● SELECTED TEXT
┏━━

Hastings continued to take journalistic assignments; in the summer of 1977, he made a further visit to Rhodesia. His second stay, in 1976, had covered the increasing success of Zanu guerrillas.(p179) This, his third visit, was brief; shortly after arrival, he was summarily deported.(185-186)
The publication of Bomber Command shortly after Yoni was a critical and commercial success, winning the Somerset Maugham Prize. Hastings returned to Northamptonshire from Ireland, and until 1982 worked primarily as an author, publishing two more World War 2 histories; he also wrote a column for the Daily Express(WW)
In April 1982, as the early events of the Falklands War unfolded, Hastings decided to postpone his current book in favour of covering the conflict. The Evening Standard agreed to appoint him their correspondent, and he sailed with 3 Commando Brigade on Canberra.(p271-274) Few experienced war correspondents had sailed with the task force, expecting to be able to join later. When no further journalists were permitted, Hastings found he had few experienced competitors, while his military connections were helped him build relationships with the commanders of several units.(p282-288)
Having already interviewed Michael Rose, commanding officer of 22 SAS,(p317) Hastings was able to persuade Rose to allow him join the SAS as they supported 42 Commando’s attack on Mount Kent.(p326) This entailed leaving 40 Commando, and several journalists attached to 42 Commando attacked Hastings for breaking with media arrangements.(p328) Hastings joined D Squadron SAS close to the summit of Mount Kent for an uncomfortable night in the field, before ascending to the now-secure summit on the morning of 31 May. He was able to file his story using an SAS satellite phone, which led to rumours that he had been granted special access beyond other journalists. (p329-334)
Hastings was assigned by the taskforce to cover 45 Commando at Teal Inlet on 3 June. (p337-341) A week later, he rejoined 10 Commando in the first phase of their attack on the hills around Port Stanley, the capital of the Falklands and the final position of the main Argentine force.(p352) (perhaps reword with a little campaign background?) The following day he covered the successful night attack on Mount Harriet by 42 Commando.(p355-361) Having returned to San Carlos Bay to file a story on 12 June, he then covered the attack on Wireless Ridge by 2 Para. (p365-370)
As Argentine forces retreated on 14 June, Hastings caught a lift in a Scimitar armoured car to join A company of 2 Commando (commander Dair Farrar-Hockley – check right unit) as they moved into the outskirts of Port Stanley. The unit was ordered to halt, and then received word that Argentine forces had agreed to surrender. After only moving a short way further into Port Stanley, British forces were ordered to halt while the organisation of the surrender was negotiated.(371-375) Removing as much military apparel as possible, Hastings set off into Port Stanley ahead of the military. As he approached Government House in the centre of Port Stanley, he met first a group of Argentine soldiers, and then a group of Falklands civilians. He interviewed an Argentine colonel, who believed a full surrender was imminent. He then entered the Port Stanley hostelry, The Upland Goose, and had a whiskey while speaking with the locals. He returned to British lines, and then travelled to the tanker Olna, in San Carlos Bay, carrying his dispatch along with those of several other journalists. After waiting through a communications blackout while the Argentine surrender was announced in the House of Commons, he was able to transmit his report. It formed the Evening Standard’s front page, under the line “The First Man into Stanley”. (p375-379)

┗━━

● DATA PROVIDED
┏━━

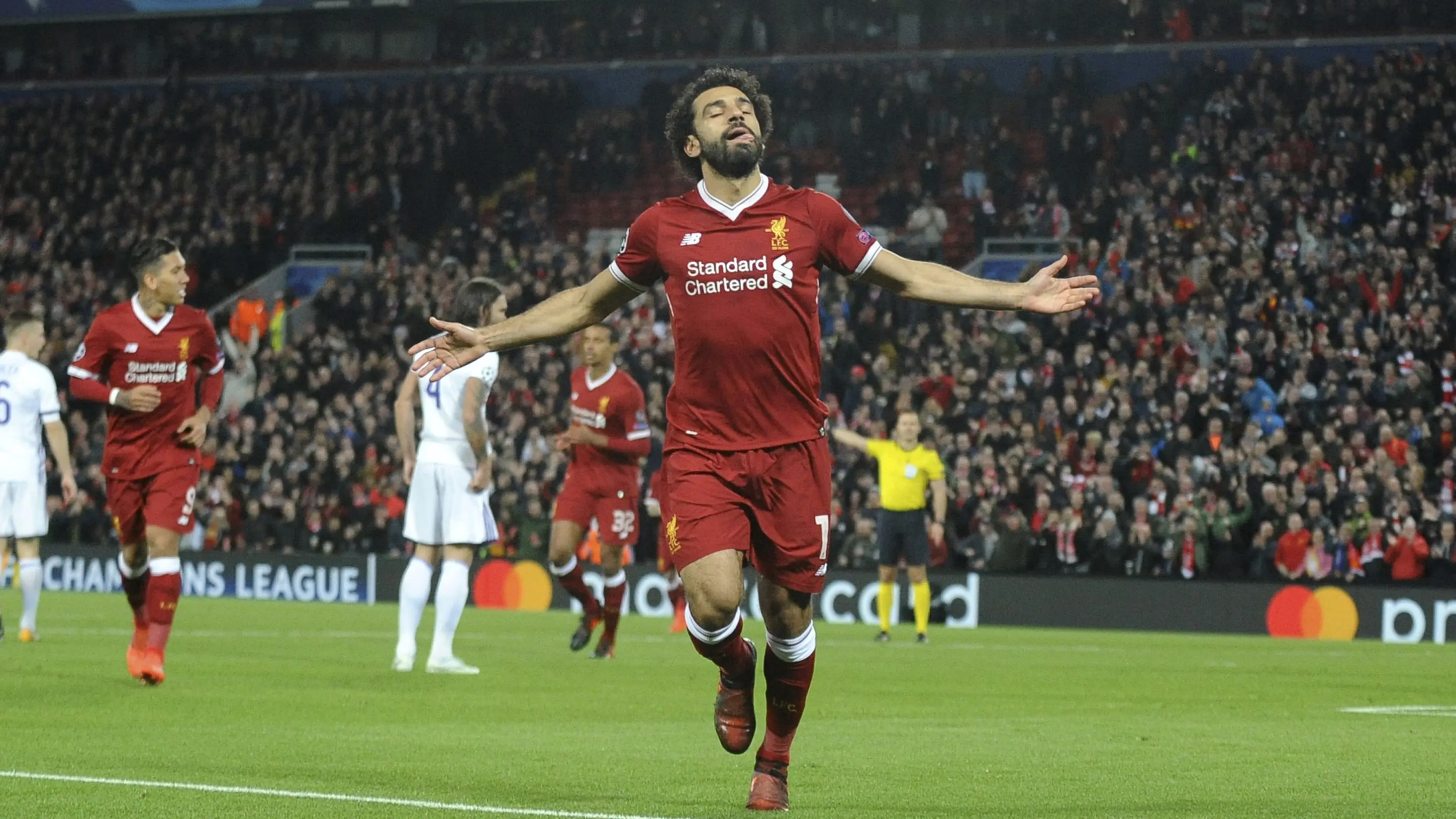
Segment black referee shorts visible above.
[878,509,930,566]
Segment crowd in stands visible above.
[0,0,1456,81]
[9,40,1456,582]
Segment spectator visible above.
[1385,518,1431,580]
[986,512,1031,573]
[1425,518,1456,585]
[904,193,949,262]
[1274,512,1310,580]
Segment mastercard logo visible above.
[473,560,550,611]
[1264,586,1360,640]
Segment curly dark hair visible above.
[127,236,180,284]
[662,65,773,182]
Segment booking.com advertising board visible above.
[23,547,1456,645]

┗━━

● WORK TO DO
**A.** Return the Hastings text from "Hastings was assigned" down to "2 Para. (p365-370)", copied word for word.
**B.** Recast the records, from the line containing "Segment crowd in stands visible above." down through the last line of the records, as a two-column CSV with the columns "entry" and "answer". Give one row per entry with its answer, putting each value in a single quoted field and replacing line breaks with spaces.
The Hastings text and the records are unrelated material.

● FULL ANSWERS
**A.**
Hastings was assigned by the taskforce to cover 45 Commando at Teal Inlet on 3 June. (p337-341) A week later, he rejoined 10 Commando in the first phase of their attack on the hills around Port Stanley, the capital of the Falklands and the final position of the main Argentine force.(p352) (perhaps reword with a little campaign background?) The following day he covered the successful night attack on Mount Harriet by 42 Commando.(p355-361) Having returned to San Carlos Bay to file a story on 12 June, he then covered the attack on Wireless Ridge by 2 Para. (p365-370)

**B.**
entry,answer
"Segment crowd in stands visible above.","[0,0,1456,81] [9,40,1456,582]"
"Segment spectator visible above.","[1385,518,1431,580] [986,512,1031,573] [1425,518,1456,585] [904,193,949,262] [1274,512,1310,580]"
"Segment mastercard logo visible above.","[473,560,550,611] [1264,586,1360,640]"
"Segment curly dark hair visible above.","[127,236,180,284] [662,65,773,182]"
"Segment booking.com advertising board visible above.","[23,547,1456,645]"